**課題 1:** プロデューサーについての本文から、「プロデューサーが重宝される理由」から「のコスト削減になるでしょう。」までを、両端も含めてそのまま書き写してください。

みなさんは「プロデューサー」と呼ばれる職種をご存知でしょうか? テレビ等のメディアにおける役職、あるいはイベントの発起人というイメージを持つ方が多いと思いますが、しかしいまや、広告戦略のプロデューサーや店舗デザインのプロデューサーなど多業種で見られる肩書きとなっています。 今回は、プロデューサーという職種が広まっている背景と、そこから読み解く「ビジネスマンに求められるスキル」についてご紹介します。
プロデューサーが重宝される理由
ここ最近多くの業界でこの肩書きが重宝されている理由は、「プロデューサー感覚は全てのビジネスマンが持っておくべきものだから」と僕は考えています。そもそもプロデューサーとは「(何かを)生み出す人」という意味で、「付加価値を産み出して報酬をもらいGDPにも換算される人」と考えれば、かなりの多くの人がプロデューサーという意味合いに合致するのではないでしょうか。 僕はラジオ番組や音楽イベントのプロデューサーとして勤務していました。ただ社外、特に他業界の人からは「プロデューサーってどんな仕事なんですか?」とよく聞かれました。いろんな仕事があるのですが…
・コストを管理する ・判断をして責任を取る ・円滑なコミュニケーションを促す
の3点に絞られます。今回は僕の実体験を元に、あらゆるビジネスマンに求められるプロデューサースキルについてご紹介します。
コストを管理する
まずは自分自身の「コストを管理する」ことが求められます。一般的に「コスト」と聞くと、お金や予算の話が思い浮かびがちですが、コストは金銭面だけでは決してありません。お金があってもどうにもならない「時間」にもコスト意識を持ち、与えられた予算だけではなく自分の時間を管理するという感覚が必要です。
コスト削減のためにタクシーは一切禁止という企業もありますが、確かに金銭面のコストは無くなるものの、忙しいエグゼクティブ層にとってはタクシーの移動中にメールや電話をしたり一人でゆっくりと考えたり、と、重要な仕事タイムになっていることもあります。その大切な仕事時間を削ることとタクシー代を浮かせること、どちらが真の意味でのコスト削減になるでしょう。

**課題 2:** 下の記録で、「winglet」という語を含む行はいくつあるか。数だけを答えること。

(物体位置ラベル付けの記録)
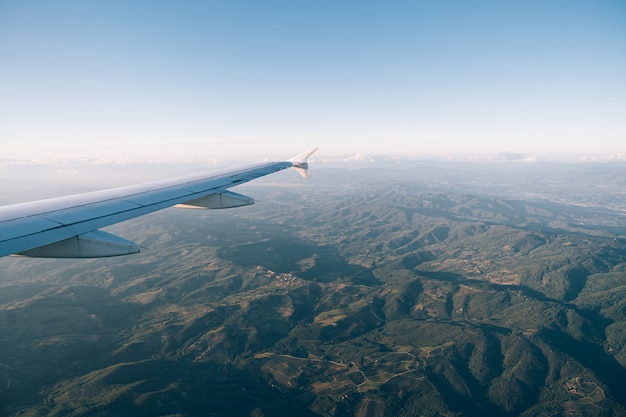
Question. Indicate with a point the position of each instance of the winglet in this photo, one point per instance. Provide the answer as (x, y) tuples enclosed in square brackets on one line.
[(300, 162)]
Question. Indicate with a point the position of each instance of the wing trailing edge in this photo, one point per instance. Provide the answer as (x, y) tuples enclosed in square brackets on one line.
[(68, 227)]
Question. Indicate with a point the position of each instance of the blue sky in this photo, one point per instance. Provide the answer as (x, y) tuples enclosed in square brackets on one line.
[(195, 79)]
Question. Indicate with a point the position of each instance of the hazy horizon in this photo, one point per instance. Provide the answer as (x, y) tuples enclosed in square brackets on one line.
[(169, 81)]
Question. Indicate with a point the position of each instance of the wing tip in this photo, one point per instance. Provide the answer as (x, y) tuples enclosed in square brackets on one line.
[(300, 162)]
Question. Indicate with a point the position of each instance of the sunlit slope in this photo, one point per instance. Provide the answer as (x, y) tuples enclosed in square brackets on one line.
[(364, 300)]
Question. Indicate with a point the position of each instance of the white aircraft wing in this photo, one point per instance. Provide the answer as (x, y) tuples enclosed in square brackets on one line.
[(67, 227)]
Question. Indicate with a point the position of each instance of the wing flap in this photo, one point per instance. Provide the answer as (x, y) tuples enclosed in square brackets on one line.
[(96, 244), (68, 226)]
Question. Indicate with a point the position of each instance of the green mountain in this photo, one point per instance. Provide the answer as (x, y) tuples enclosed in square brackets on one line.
[(361, 293)]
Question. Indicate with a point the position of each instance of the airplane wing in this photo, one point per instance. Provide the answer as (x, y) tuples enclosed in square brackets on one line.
[(67, 227)]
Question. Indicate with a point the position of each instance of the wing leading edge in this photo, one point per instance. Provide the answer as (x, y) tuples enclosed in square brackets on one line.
[(67, 227)]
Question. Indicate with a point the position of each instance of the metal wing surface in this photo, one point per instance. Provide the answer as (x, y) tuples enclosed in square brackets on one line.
[(67, 227)]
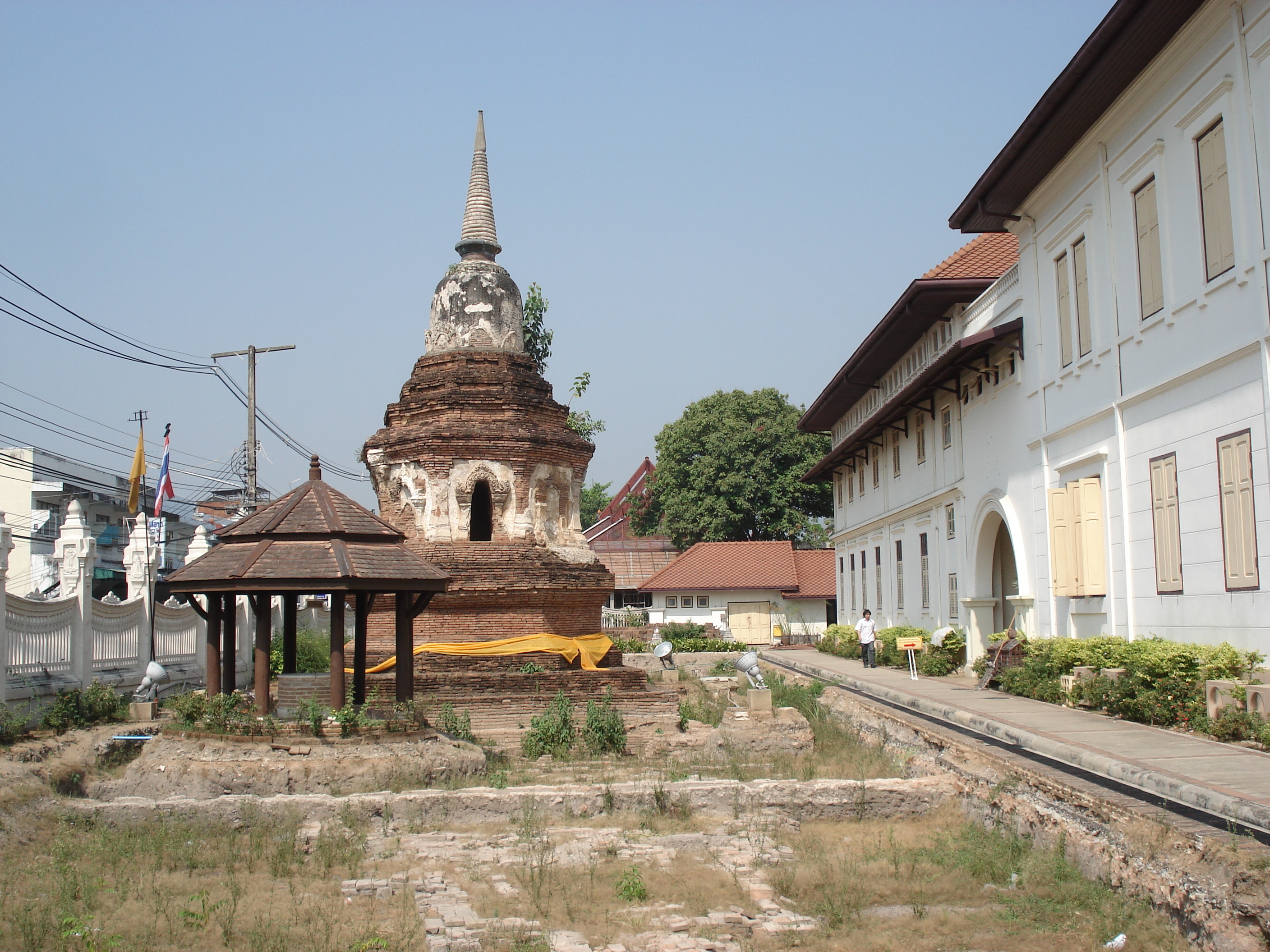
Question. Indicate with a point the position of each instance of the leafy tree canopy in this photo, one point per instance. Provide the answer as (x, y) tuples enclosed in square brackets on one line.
[(595, 498), (728, 470)]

**正解 1:**
プロデューサーが重宝される理由
ここ最近多くの業界でこの肩書きが重宝されている理由は、「プロデューサー感覚は全てのビジネスマンが持っておくべきものだから」と僕は考えています。そもそもプロデューサーとは「(何かを)生み出す人」という意味で、「付加価値を産み出して報酬をもらいGDPにも換算される人」と考えれば、かなりの多くの人がプロデューサーという意味合いに合致するのではないでしょうか。 僕はラジオ番組や音楽イベントのプロデューサーとして勤務していました。ただ社外、特に他業界の人からは「プロデューサーってどんな仕事なんですか?」とよく聞かれました。いろんな仕事があるのですが…
・コストを管理する ・判断をして責任を取る ・円滑なコミュニケーションを促す
の3点に絞られます。今回は僕の実体験を元に、あらゆるビジネスマンに求められるプロデューサースキルについてご紹介します。
コストを管理する
まずは自分自身の「コストを管理する」ことが求められます。一般的に「コスト」と聞くと、お金や予算の話が思い浮かびがちですが、コストは金銭面だけでは決してありません。お金があってもどうにもならない「時間」にもコスト意識を持ち、与えられた予算だけではなく自分の時間を管理するという感覚が必要です。
コスト削減のためにタクシーは一切禁止という企業もありますが、確かに金銭面のコストは無くなるものの、忙しいエグゼクティブ層にとってはタクシーの移動中にメールや電話をしたり一人でゆっくりと考えたり、と、重要な仕事タイムになっていることもあります。その大切な仕事時間を削ることとタクシー代を浮かせること、どちらが真の意味でのコスト削減になるでしょう。

**正解 2:** 1